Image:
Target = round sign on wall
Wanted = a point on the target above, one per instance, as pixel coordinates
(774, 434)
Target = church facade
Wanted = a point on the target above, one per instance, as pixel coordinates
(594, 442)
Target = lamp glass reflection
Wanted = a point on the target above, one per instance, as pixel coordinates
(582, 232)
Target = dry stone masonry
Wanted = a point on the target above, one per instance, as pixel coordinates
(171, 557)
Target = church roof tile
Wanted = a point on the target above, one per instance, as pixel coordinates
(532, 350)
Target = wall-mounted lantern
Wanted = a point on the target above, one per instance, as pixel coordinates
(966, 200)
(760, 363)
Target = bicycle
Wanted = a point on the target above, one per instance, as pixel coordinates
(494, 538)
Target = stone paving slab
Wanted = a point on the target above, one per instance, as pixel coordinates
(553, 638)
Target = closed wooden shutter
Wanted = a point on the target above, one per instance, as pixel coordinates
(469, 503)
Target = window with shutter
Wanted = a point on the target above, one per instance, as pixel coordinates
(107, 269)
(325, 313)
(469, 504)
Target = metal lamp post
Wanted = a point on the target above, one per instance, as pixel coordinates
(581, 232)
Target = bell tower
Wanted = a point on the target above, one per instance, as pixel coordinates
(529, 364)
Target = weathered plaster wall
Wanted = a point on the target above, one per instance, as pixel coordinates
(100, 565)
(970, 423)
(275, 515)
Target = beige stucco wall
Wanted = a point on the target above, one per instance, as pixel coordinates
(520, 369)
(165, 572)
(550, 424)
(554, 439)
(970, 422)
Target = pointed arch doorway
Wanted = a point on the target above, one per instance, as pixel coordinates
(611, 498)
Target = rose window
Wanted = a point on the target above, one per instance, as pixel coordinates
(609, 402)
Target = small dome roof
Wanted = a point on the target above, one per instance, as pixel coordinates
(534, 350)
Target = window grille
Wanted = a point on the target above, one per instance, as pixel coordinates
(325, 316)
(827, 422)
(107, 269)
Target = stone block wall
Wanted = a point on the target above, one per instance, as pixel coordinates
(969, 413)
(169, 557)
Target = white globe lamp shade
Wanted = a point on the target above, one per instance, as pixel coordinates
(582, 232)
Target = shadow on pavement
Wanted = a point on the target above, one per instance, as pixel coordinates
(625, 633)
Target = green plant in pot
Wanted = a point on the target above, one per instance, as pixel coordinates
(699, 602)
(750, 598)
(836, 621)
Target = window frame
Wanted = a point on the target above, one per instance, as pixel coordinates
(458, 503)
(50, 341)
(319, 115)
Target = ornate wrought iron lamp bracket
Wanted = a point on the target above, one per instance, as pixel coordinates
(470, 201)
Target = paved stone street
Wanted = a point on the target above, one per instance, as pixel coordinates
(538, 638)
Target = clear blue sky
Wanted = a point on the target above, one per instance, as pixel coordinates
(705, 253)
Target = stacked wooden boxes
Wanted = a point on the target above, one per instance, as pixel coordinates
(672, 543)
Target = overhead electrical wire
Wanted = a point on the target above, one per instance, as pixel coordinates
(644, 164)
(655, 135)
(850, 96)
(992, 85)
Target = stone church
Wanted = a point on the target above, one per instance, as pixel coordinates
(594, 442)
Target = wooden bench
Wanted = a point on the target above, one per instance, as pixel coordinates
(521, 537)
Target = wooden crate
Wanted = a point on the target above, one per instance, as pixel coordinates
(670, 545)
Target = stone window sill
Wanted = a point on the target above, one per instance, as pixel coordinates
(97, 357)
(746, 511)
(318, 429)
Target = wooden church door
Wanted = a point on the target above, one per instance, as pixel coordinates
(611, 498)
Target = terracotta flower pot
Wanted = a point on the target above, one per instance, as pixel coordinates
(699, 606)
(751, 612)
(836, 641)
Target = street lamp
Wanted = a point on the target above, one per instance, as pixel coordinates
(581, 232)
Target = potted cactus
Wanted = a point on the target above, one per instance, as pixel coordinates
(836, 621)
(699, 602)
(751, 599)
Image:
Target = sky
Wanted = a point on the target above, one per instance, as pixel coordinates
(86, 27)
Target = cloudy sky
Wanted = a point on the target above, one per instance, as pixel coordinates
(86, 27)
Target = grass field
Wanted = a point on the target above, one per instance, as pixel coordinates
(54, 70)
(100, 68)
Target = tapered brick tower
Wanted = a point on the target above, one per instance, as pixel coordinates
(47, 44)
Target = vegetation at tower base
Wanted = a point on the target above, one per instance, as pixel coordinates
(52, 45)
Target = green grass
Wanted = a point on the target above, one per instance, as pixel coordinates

# # # # # # #

→ Do this: Would you copy out each line exactly as written?

→ Solved exercise:
Image:
Target = round sign on wall
Wanted = a point on the target above, one per instance, as pixel coordinates
(774, 434)
Target = church facade
Wanted = a point on the target above, one per instance, as pixel coordinates
(594, 442)
Target = lamp glass reflection
Wanted = a point on the target above, one per instance, as pixel coordinates
(582, 232)
Target = dry stone masonry
Wanted = a point on the target above, one per instance, as pixel coordinates
(171, 557)
Target = church roof tile
Wanted = a point on the target above, one per instance, as pixel coordinates
(532, 350)
Target = wall-mounted lantern
Wanted = a point on the target above, one per instance, as pixel coordinates
(966, 200)
(760, 363)
Target = bicycle
Wanted = a point on the target above, one per instance, as pixel coordinates
(494, 538)
Target = stone paving slab
Wanted = a point on the target above, one per instance, as pixel coordinates
(553, 638)
Target = closed wooden shutter
Wanted = a point on the target above, one per instance, as pixel coordinates
(469, 503)
Target = window with shutter
Wanted = a point on the target above, one per instance, as pixel coordinates
(107, 269)
(325, 313)
(469, 504)
Target = metal lamp post
Wanted = a point on the target above, one per instance, as pixel coordinates
(581, 232)
Target = bell tower
Wanted = a point on the target above, one per instance, as pixel coordinates
(529, 364)
Target = weathered plaster wall
Wanted = a point on the target above, one per instance, as pixel coordinates
(100, 565)
(970, 423)
(275, 515)
Target = beige stucco wall
Wanted = a point on the target above, one per instance, as pixel coordinates
(520, 369)
(165, 572)
(550, 424)
(554, 439)
(970, 422)
Target = pointed arch doorway
Wanted = a point on the target above, one per instance, as pixel coordinates
(611, 498)
Target = rose window
Wanted = a point on the target above, one per instance, as pixel coordinates
(609, 402)
Target = small dome roof
Wanted = a point on the target above, one per instance, as pixel coordinates
(534, 350)
Target = window grille
Wanted = a point on the target above, one per instance, as pixel coordinates
(325, 316)
(827, 422)
(107, 269)
Target = stone block wall
Wanted = a point on the target above, one per instance, as pixel coordinates
(969, 413)
(169, 557)
Target = white globe lamp shade
Wanted = a point on the target above, one per instance, as pixel coordinates
(582, 232)
Target = shadow on pavement
Wanted = a point on the target above, one per instance, as pixel coordinates
(625, 633)
Target = green plant in pot
Wanted = a point on the target above, one per instance, as pixel coordinates
(699, 602)
(750, 598)
(836, 621)
Target = window frame
Wanted = a point on the target above, one per instance, as pixel coordinates
(458, 503)
(50, 341)
(319, 115)
Target = ornate wrought iron lamp bracket
Wanted = a point on the target above, one per instance, as pixel coordinates
(470, 201)
Target = paved stone street
Wanted = a point on the target above, one per instance, as pixel coordinates
(538, 638)
Target = clear blue sky
Wanted = a point on the target above, one per instance, as pixel coordinates
(705, 253)
Target = stacked wooden boxes
Wanted = a point on the target above, one per instance, as pixel coordinates
(672, 543)
Target = overhead electrical wire
Wanted = a point on the target above, one per instance, as pixel coordinates
(644, 164)
(655, 135)
(850, 96)
(992, 85)
Target = stone church
Wanted = a point on the target above, one per instance, as pixel coordinates
(594, 442)
Target = wooden bench
Wanted = a point on the target above, one per instance, as pixel coordinates
(521, 537)
Target = wooden crate
Wanted = a point on the target above, one per instance, as pixel coordinates
(670, 545)
Target = stone window sill
Wanted = a point on the target above, one per instance, as pixel coordinates
(97, 357)
(746, 511)
(318, 429)
Target = wooden church door
Wanted = a point on the target above, one per instance, as pixel coordinates
(611, 498)
Target = terracotta flower pot
Wanted = a point on the target above, one per instance, as pixel coordinates
(699, 606)
(751, 612)
(836, 641)
Target = street lamp
Wanted = a point on the target above, one per instance, as pixel coordinates
(581, 232)
Target = potted cactus
Wanted = a point on the target above, one per instance, as pixel coordinates
(836, 621)
(699, 602)
(751, 599)
Image:
Target = sky
Wanted = a point on the target above, one per instance, as pixel coordinates
(86, 27)
Target = cloudy sky
Wanted = a point on the target above, one per instance, as pixel coordinates
(86, 27)
Target = grass field
Wanted = a point on the target above, one per instance, as pixel coordinates
(54, 70)
(100, 68)
Target = tapered brick tower
Wanted = a point on the target above, one per instance, as pixel coordinates
(47, 44)
Target = vegetation at tower base
Wanted = a point on the target above, one per instance, as pixel coordinates
(52, 45)
Target = green grass
Wanted = a point on the target above, one per instance, as pixel coordinates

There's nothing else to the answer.